- WORK TO DO
Write out the listing below line for line, changing nothing.

Contour annotation records:
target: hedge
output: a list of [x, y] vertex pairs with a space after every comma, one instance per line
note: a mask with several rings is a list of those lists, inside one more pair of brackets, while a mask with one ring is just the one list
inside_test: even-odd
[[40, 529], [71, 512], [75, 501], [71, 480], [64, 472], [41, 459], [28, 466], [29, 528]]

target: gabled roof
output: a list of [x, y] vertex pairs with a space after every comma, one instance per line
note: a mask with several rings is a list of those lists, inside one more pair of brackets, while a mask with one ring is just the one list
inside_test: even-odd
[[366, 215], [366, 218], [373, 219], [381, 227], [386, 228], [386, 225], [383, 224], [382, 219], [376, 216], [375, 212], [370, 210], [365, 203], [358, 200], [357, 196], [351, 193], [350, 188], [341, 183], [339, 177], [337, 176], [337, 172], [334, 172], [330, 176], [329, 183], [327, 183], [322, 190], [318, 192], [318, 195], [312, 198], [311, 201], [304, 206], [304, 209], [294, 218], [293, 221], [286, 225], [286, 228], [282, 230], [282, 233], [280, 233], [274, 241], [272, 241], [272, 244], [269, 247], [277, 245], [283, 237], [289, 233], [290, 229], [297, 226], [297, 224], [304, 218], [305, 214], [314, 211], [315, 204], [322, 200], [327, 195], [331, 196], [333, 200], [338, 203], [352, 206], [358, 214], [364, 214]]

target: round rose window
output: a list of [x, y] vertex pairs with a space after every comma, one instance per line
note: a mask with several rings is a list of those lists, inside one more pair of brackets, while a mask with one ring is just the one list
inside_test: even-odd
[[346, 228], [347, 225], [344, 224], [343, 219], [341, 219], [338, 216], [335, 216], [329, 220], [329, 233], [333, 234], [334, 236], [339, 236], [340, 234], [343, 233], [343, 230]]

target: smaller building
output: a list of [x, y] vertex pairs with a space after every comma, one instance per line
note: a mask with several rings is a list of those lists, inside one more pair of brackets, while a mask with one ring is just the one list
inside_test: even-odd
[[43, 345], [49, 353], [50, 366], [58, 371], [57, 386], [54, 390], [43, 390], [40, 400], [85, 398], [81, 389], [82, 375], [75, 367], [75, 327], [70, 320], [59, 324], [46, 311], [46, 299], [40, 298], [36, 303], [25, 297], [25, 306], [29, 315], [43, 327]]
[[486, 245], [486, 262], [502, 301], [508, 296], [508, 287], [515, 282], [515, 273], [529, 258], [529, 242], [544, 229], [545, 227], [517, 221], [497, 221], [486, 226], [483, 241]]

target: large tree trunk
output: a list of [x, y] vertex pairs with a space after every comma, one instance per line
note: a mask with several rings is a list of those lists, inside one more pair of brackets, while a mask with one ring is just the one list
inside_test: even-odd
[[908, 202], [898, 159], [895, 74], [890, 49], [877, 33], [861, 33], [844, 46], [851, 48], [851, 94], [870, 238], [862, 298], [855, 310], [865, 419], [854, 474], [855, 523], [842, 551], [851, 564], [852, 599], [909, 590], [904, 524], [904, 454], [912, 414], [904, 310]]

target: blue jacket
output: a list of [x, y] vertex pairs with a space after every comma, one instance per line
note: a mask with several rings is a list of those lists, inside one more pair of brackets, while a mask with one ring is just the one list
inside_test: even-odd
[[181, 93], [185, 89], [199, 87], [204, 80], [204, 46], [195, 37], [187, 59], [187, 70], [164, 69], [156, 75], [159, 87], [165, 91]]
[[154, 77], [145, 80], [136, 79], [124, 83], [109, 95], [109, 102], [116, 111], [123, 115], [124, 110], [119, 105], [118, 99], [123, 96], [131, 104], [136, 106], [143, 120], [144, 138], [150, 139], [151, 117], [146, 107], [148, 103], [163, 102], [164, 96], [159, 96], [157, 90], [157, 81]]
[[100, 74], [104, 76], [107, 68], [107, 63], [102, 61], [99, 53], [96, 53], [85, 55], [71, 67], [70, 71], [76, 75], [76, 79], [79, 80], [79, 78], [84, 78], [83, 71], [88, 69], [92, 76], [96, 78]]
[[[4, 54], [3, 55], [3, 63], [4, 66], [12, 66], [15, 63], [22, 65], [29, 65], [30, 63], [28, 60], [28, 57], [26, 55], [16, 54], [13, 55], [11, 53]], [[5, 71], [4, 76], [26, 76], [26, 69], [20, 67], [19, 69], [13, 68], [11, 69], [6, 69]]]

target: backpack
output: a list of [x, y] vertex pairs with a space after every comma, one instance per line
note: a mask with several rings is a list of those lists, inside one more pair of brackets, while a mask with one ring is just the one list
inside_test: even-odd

- COMPLETED TASK
target: hedge
output: a list of [x, y] vertex pairs with a space after every comma, one instance per line
note: a mask with several rings is a list of those lists, inside one more pair of brackets, while a mask with one ring is just the one list
inside_test: even-odd
[[40, 529], [71, 512], [75, 501], [71, 480], [64, 472], [41, 459], [28, 466], [29, 528]]

target: gabled roof
output: a list of [x, y] vertex pairs with a space after every comma, one instance per line
note: a mask with several rings is a list of those lists, inside one more pair of brackets, while a mask with one ring is just the one list
inside_test: even-odd
[[366, 215], [366, 218], [373, 219], [381, 227], [386, 228], [386, 225], [383, 224], [382, 219], [376, 216], [375, 212], [370, 210], [365, 203], [358, 200], [357, 196], [351, 193], [350, 188], [341, 183], [339, 177], [337, 176], [337, 172], [334, 172], [330, 176], [329, 183], [327, 183], [322, 190], [318, 192], [318, 195], [312, 198], [311, 201], [304, 206], [304, 209], [294, 218], [293, 221], [286, 225], [286, 228], [282, 230], [282, 233], [280, 233], [274, 241], [272, 241], [272, 244], [269, 247], [277, 245], [283, 237], [289, 233], [290, 229], [297, 226], [297, 224], [304, 218], [305, 214], [314, 211], [315, 204], [322, 200], [327, 195], [331, 196], [333, 200], [338, 203], [352, 206], [358, 214], [364, 214]]

target: round rose window
output: a list of [x, y] vertex pairs with a space after every comma, one instance per line
note: a mask with several rings is a list of those lists, inside one more pair of brackets, while a mask with one ring is just the one list
inside_test: even-odd
[[346, 228], [347, 225], [344, 224], [343, 219], [341, 219], [338, 216], [335, 216], [329, 220], [329, 233], [333, 234], [334, 236], [339, 236], [340, 234], [343, 233], [343, 230]]

target: smaller building
output: a list of [x, y] vertex pairs with a space after every comma, one instance per line
note: a mask with several rings is a list of those lists, inside one more pair of brackets, while a mask with one ring is just the one list
inside_test: even-odd
[[43, 345], [49, 353], [50, 366], [58, 371], [57, 386], [54, 390], [43, 390], [40, 400], [85, 398], [81, 389], [82, 375], [75, 367], [75, 327], [70, 320], [59, 324], [46, 311], [46, 299], [40, 298], [36, 303], [25, 297], [25, 306], [29, 315], [43, 327]]
[[486, 245], [486, 262], [502, 301], [508, 296], [508, 287], [515, 282], [515, 273], [529, 258], [529, 242], [544, 229], [545, 227], [517, 221], [497, 221], [486, 226], [483, 241]]

target: large tree trunk
output: a list of [x, y] vertex pairs with a space after every comma, one instance per line
note: a mask with several rings is a list of those lists, inside one more pair of brackets, while a mask with one ring is just the one list
inside_test: even-odd
[[908, 202], [898, 159], [895, 74], [890, 49], [877, 33], [861, 33], [844, 46], [851, 48], [851, 94], [870, 238], [862, 298], [855, 310], [865, 419], [854, 474], [855, 523], [842, 551], [851, 564], [852, 599], [909, 590], [904, 524], [904, 454], [912, 414], [904, 310]]

target: blue jacket
output: a list of [x, y] vertex pairs with a space after every comma, one instance per line
note: a mask with several rings is a list of those lists, inside one more pair of brackets, while a mask with one ring is just the one list
inside_test: even-odd
[[181, 93], [185, 89], [199, 87], [204, 80], [204, 46], [195, 37], [187, 59], [187, 70], [164, 69], [156, 75], [159, 87], [165, 91]]
[[154, 77], [145, 80], [136, 79], [124, 83], [109, 95], [109, 102], [116, 111], [123, 115], [124, 110], [119, 105], [118, 99], [123, 96], [131, 104], [136, 106], [143, 120], [144, 138], [150, 139], [151, 117], [146, 107], [148, 103], [163, 102], [164, 96], [159, 96], [157, 90], [157, 81]]
[[100, 74], [104, 76], [107, 68], [107, 63], [102, 61], [99, 53], [96, 53], [85, 55], [71, 67], [70, 71], [76, 75], [76, 79], [79, 80], [79, 78], [84, 78], [83, 71], [88, 69], [92, 76], [96, 78]]
[[[4, 54], [3, 55], [3, 63], [4, 66], [12, 66], [15, 63], [22, 65], [29, 65], [30, 63], [28, 60], [28, 57], [26, 55], [16, 54], [13, 55], [11, 53]], [[5, 71], [4, 76], [26, 76], [26, 69], [20, 67], [19, 69], [13, 68], [11, 69], [6, 69]]]

target: backpack
output: a list of [x, y] vertex pairs with a space after every comma, one instance per line
note: a mask with several rings is a list of those lists, inside one more pair of brackets, while a mask with one ring is just the one list
inside_test: even-odd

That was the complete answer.